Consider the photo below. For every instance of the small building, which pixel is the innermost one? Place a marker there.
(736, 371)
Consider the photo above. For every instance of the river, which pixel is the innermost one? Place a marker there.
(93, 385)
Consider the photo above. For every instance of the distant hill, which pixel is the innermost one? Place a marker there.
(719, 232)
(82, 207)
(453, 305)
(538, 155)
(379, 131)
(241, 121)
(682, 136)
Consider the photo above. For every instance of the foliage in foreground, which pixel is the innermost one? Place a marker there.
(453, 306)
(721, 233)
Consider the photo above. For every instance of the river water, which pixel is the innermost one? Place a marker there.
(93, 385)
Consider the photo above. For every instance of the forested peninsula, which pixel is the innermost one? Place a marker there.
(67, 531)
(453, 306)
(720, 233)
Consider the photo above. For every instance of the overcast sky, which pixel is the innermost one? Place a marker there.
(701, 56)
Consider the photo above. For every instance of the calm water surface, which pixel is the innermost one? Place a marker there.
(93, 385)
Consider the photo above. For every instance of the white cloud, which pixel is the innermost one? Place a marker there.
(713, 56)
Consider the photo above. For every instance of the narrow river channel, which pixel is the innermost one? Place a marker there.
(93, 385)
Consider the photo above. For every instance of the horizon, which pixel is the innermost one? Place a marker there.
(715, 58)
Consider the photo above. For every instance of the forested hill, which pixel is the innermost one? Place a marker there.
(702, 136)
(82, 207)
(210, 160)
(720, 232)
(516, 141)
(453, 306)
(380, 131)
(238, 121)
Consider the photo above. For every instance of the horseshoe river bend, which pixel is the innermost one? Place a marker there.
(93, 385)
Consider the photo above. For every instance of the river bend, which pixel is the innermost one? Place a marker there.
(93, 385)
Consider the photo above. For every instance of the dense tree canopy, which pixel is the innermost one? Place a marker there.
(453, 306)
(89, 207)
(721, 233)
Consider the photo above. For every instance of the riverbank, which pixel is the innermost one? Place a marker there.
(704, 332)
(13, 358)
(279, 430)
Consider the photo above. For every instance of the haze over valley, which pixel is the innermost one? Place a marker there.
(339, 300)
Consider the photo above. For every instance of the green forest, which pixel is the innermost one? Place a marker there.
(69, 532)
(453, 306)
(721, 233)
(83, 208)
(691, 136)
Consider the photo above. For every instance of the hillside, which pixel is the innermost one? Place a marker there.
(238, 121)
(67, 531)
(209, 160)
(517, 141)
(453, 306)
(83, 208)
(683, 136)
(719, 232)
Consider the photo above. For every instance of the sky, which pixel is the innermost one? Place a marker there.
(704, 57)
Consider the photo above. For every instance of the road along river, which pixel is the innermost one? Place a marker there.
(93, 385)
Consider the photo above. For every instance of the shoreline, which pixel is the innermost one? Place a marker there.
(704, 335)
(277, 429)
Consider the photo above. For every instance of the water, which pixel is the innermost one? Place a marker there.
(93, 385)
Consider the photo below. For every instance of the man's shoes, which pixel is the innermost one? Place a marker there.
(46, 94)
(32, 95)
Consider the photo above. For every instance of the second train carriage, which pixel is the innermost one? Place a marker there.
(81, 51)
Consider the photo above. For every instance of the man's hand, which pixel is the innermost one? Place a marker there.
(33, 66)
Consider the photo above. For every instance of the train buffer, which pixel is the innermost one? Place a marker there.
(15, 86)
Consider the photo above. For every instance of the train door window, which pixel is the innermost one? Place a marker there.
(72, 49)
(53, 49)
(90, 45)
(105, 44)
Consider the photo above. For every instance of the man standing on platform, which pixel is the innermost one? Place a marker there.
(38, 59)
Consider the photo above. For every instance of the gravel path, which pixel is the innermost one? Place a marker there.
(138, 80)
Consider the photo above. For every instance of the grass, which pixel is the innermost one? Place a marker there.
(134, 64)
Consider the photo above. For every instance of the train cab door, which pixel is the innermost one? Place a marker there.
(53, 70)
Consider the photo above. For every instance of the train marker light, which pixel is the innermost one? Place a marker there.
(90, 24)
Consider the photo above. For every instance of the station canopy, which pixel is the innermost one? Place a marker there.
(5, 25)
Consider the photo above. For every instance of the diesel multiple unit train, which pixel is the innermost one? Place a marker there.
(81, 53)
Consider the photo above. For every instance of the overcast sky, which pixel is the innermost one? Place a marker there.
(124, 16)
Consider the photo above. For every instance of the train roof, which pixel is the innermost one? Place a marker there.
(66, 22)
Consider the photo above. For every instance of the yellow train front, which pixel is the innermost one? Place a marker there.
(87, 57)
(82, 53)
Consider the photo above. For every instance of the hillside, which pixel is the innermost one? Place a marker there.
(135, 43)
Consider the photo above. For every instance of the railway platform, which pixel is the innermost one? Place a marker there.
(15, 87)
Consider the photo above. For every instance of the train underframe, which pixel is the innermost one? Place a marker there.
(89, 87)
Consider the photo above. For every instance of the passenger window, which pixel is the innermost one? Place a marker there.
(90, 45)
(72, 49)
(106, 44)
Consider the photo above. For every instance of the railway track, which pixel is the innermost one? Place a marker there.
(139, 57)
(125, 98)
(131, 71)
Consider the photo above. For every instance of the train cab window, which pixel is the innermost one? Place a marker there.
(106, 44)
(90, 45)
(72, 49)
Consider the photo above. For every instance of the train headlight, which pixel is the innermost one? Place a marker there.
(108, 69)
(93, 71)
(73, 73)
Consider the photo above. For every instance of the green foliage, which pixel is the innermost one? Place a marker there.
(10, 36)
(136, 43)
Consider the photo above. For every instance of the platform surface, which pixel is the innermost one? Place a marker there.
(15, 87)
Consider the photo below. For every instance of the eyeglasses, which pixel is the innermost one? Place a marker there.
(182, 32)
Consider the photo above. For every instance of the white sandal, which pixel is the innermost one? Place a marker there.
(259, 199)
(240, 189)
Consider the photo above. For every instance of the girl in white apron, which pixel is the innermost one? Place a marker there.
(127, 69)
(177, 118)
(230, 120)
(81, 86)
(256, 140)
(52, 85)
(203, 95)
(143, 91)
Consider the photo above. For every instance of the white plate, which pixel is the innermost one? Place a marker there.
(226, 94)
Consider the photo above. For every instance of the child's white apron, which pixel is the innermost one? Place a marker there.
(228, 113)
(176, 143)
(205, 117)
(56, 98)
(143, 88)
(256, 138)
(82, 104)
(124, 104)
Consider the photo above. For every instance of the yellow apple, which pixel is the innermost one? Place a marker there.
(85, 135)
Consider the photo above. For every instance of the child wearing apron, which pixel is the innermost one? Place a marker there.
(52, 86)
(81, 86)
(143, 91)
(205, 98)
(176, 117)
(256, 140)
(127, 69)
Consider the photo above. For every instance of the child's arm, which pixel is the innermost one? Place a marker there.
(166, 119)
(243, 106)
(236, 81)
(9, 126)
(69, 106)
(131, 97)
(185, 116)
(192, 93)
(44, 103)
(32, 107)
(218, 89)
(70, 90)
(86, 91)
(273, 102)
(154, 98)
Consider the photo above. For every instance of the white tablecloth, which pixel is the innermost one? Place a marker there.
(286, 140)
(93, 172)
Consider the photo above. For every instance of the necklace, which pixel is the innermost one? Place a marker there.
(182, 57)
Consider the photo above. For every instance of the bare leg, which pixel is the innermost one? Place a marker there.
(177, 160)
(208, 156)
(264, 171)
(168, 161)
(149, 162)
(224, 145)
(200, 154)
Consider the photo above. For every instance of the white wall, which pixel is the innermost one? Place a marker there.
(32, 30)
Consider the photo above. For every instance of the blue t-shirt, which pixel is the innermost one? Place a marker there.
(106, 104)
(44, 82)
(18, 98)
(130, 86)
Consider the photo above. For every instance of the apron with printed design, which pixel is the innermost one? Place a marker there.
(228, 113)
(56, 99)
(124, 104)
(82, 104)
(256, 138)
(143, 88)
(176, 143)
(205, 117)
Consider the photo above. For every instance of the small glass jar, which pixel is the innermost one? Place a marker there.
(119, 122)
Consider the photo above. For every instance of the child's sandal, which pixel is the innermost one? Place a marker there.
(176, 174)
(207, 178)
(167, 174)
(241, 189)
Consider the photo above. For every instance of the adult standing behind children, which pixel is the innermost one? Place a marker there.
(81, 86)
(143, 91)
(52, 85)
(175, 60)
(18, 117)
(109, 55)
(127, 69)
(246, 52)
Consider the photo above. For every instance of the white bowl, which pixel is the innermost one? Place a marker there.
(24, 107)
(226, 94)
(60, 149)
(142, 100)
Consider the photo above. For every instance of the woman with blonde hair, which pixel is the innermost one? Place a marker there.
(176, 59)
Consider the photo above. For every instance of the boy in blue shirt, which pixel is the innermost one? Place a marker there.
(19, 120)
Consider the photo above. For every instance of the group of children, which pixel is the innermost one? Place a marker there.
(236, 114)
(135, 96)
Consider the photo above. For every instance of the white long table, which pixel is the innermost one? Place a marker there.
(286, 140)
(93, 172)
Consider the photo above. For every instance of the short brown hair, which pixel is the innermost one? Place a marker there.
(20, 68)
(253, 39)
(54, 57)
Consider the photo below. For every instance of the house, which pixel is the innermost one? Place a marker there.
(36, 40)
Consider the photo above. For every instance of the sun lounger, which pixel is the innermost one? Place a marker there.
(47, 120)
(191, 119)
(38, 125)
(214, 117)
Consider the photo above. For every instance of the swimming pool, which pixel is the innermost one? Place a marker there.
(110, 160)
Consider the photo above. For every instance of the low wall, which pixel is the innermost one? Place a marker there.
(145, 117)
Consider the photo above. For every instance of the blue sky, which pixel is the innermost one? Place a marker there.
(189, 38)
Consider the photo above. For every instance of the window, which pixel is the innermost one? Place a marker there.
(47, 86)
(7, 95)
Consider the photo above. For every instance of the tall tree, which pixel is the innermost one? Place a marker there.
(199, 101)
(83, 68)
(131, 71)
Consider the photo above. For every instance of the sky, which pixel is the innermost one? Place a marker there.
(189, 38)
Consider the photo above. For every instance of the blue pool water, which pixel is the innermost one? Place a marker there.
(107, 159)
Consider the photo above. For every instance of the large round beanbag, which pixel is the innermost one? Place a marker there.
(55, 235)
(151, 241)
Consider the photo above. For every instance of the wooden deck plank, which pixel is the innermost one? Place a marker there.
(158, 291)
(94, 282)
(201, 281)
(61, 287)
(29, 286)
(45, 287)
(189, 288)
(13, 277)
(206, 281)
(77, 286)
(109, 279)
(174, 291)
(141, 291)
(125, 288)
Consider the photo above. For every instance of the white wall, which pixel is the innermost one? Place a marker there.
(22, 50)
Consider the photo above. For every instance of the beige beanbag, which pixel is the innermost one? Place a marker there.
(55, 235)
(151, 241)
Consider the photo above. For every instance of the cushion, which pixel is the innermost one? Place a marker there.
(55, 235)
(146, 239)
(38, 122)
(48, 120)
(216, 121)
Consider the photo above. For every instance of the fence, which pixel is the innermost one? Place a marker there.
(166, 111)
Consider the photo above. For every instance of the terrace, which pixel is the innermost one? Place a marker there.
================================
Your instructions:
Return the lines beginning at the one that contains "Consider the photo above. For every instance of the blue pool" and continuing through the last line of the data, exactly as they stand and without any others.

Result of the task:
Consider the photo above. For every instance of the blue pool water, which pixel is the innermost one? Place a marker there.
(107, 159)
Consider the photo above. For every instance of the large round beanbag, which pixel is the innermost one? Place a marker there.
(55, 235)
(151, 241)
Consider the photo above. For every instance of the wooden deck plank, which pixel is the innermost one? Place a marker there.
(158, 291)
(94, 282)
(201, 281)
(61, 287)
(29, 286)
(45, 287)
(189, 288)
(13, 277)
(206, 281)
(77, 286)
(109, 279)
(174, 291)
(141, 291)
(125, 288)
Consider the photo above. For every instance of the white wall, which pixel is the innermost one? Place a marker there.
(22, 50)
Consider the photo above. For every instance of the beige beanbag, which pixel is the innermost one? Place a marker there.
(55, 235)
(151, 241)
Consider the photo above. For every instance of the cushion, which pixel is the innermost one? Place a marker there.
(55, 235)
(146, 239)
(38, 122)
(48, 120)
(216, 121)
Consider the photo above. For every instance of the fence, which pixel is the innermost one? Place a marker there.
(166, 111)
Consider the photo above. For every instance of the terrace, which pixel is the innermost one? Place a marker there.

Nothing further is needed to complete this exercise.